● EXERCISE: The required output is the exact run of lines below that opens at the line with "Target: teeth" and closes at the line with "[point] woman's eyebrow".

*** ENTRIES PROVIDED Section Begins ***

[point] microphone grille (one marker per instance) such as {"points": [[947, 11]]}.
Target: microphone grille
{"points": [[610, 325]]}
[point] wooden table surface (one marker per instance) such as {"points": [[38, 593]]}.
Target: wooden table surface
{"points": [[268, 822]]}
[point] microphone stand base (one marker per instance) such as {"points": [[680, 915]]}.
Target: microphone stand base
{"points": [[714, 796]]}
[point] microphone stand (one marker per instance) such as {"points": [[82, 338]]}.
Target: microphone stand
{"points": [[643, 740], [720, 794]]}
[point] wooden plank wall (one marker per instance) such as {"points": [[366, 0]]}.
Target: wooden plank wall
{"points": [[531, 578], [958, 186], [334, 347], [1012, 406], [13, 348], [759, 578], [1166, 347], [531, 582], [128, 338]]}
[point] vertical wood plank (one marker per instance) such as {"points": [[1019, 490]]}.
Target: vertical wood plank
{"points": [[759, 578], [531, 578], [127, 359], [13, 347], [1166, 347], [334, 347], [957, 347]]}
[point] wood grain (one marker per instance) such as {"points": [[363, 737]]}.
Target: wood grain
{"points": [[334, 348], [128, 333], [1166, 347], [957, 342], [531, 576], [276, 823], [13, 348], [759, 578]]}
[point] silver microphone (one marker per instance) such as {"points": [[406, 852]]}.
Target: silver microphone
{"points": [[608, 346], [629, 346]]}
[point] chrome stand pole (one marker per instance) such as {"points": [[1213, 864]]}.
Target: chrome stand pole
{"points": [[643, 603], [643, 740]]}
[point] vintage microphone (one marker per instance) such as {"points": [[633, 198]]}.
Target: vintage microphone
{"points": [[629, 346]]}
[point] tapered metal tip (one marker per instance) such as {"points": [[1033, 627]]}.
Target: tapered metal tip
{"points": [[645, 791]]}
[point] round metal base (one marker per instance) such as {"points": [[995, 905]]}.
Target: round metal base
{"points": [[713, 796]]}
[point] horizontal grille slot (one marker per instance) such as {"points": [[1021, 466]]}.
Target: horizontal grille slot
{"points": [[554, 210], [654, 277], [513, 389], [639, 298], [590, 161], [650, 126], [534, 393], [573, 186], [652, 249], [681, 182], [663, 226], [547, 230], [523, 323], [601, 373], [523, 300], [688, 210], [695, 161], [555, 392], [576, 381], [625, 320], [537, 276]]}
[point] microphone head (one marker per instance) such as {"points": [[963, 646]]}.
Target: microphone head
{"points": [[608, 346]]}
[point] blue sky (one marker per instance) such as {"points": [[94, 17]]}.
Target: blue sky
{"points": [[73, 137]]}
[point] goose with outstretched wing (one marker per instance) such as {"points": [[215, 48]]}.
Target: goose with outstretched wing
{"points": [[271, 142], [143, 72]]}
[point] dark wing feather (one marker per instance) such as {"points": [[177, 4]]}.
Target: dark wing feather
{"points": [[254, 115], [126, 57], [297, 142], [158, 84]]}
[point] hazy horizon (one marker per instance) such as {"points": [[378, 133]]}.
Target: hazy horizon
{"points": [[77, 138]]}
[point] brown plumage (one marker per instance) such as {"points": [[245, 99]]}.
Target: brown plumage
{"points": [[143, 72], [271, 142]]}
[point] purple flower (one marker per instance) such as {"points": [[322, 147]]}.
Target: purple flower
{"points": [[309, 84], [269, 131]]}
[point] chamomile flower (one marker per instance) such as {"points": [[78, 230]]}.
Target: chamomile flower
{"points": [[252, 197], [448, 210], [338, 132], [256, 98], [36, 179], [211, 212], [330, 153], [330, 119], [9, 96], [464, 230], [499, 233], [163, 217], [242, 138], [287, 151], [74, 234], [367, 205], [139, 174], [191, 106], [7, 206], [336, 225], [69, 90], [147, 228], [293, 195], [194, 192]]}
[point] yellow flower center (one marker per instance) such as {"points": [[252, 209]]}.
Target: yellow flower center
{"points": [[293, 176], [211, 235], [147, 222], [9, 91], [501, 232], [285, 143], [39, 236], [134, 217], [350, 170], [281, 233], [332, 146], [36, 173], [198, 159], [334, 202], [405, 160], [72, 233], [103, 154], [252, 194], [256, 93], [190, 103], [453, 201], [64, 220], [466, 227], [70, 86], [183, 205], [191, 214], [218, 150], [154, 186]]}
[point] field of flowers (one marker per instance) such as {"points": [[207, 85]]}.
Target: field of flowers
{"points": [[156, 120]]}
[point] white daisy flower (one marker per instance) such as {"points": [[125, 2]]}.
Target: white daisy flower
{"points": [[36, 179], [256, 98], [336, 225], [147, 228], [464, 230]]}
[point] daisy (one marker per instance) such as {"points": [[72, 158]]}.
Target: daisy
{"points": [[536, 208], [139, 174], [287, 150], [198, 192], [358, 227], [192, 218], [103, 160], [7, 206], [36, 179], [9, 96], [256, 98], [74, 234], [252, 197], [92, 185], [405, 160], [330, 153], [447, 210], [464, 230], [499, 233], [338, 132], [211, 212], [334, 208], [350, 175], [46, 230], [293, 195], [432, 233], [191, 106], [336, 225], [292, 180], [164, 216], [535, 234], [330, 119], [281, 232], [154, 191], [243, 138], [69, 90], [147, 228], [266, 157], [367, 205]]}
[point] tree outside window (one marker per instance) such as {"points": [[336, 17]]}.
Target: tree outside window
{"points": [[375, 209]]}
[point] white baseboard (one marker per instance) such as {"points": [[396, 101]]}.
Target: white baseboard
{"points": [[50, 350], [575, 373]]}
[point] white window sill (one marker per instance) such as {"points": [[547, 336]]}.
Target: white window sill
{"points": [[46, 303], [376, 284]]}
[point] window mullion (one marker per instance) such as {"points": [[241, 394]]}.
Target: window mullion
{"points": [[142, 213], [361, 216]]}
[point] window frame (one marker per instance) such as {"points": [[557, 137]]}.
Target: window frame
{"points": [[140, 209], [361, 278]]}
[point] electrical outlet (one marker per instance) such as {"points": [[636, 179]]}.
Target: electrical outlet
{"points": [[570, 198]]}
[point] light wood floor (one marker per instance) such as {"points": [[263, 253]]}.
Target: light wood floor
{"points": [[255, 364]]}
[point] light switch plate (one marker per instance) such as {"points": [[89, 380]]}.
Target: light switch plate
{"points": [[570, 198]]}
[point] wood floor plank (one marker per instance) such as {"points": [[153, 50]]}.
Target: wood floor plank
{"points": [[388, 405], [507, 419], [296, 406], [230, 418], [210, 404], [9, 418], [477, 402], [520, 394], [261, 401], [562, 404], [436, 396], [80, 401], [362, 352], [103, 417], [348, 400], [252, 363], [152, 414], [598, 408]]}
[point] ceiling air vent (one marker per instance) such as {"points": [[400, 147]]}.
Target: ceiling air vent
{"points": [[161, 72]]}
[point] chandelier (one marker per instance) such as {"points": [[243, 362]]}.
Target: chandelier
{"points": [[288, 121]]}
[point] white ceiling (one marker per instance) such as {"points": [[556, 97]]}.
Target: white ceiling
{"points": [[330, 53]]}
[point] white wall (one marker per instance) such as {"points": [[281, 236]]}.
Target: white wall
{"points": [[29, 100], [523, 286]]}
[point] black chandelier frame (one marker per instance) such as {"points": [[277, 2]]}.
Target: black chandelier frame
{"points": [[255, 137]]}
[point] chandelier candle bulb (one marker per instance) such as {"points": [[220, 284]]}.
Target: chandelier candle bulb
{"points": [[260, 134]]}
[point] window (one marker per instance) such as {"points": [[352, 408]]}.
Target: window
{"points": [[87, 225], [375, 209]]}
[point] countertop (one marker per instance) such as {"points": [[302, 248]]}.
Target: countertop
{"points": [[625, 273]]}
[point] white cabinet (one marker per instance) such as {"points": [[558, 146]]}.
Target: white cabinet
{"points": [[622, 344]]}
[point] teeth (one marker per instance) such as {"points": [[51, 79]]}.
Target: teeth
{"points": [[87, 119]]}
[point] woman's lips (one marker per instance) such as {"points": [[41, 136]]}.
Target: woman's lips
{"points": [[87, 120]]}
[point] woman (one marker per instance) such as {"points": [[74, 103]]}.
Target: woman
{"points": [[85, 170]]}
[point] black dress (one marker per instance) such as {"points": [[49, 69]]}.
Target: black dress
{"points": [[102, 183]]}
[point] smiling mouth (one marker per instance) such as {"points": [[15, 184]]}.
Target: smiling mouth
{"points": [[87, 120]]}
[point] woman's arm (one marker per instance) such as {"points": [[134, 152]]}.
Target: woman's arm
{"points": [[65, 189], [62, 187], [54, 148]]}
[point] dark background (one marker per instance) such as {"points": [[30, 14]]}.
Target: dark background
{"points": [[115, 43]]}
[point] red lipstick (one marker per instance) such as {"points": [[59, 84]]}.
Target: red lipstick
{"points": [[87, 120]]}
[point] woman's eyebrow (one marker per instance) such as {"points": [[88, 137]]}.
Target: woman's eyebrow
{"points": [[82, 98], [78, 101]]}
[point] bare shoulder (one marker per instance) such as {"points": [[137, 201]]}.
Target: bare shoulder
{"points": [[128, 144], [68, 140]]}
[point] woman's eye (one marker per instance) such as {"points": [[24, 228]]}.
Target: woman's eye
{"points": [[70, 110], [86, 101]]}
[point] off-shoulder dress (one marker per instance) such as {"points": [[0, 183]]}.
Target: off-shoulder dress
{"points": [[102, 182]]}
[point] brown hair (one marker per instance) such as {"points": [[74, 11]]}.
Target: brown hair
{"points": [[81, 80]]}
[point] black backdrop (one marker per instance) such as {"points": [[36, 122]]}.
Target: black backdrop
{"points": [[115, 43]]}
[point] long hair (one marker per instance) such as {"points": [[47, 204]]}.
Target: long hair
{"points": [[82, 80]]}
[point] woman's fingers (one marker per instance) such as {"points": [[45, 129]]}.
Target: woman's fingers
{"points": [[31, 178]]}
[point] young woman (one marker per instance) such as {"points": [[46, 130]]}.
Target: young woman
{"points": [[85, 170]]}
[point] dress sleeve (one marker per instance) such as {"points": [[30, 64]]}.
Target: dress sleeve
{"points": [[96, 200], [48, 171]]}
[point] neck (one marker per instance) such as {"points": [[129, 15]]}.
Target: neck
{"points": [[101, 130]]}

*** ENTRIES PROVIDED Section Ends ***

● OUTPUT OF THE EXERCISE:
Target: teeth
{"points": [[87, 119]]}
[point] woman's lips (one marker per instance) such as {"points": [[41, 136]]}.
Target: woman's lips
{"points": [[87, 120]]}
[point] woman (one marker per instance) such as {"points": [[74, 103]]}.
Target: woman
{"points": [[85, 170]]}
[point] black dress (one marker per instance) such as {"points": [[49, 69]]}.
Target: black dress
{"points": [[102, 183]]}
[point] smiling mouth (one marker per instance) such as {"points": [[15, 184]]}.
Target: smiling mouth
{"points": [[87, 120]]}
[point] woman's arm (one marker per instance) such as {"points": [[134, 152]]}.
Target: woman's arm
{"points": [[65, 189], [62, 187], [54, 148]]}
[point] dark background (one marker per instance) such as {"points": [[30, 14]]}.
Target: dark background
{"points": [[115, 43]]}
[point] red lipstick (one marker per instance) such as {"points": [[59, 84]]}.
Target: red lipstick
{"points": [[87, 120]]}
[point] woman's eyebrow (one marker per instance) such as {"points": [[88, 137]]}.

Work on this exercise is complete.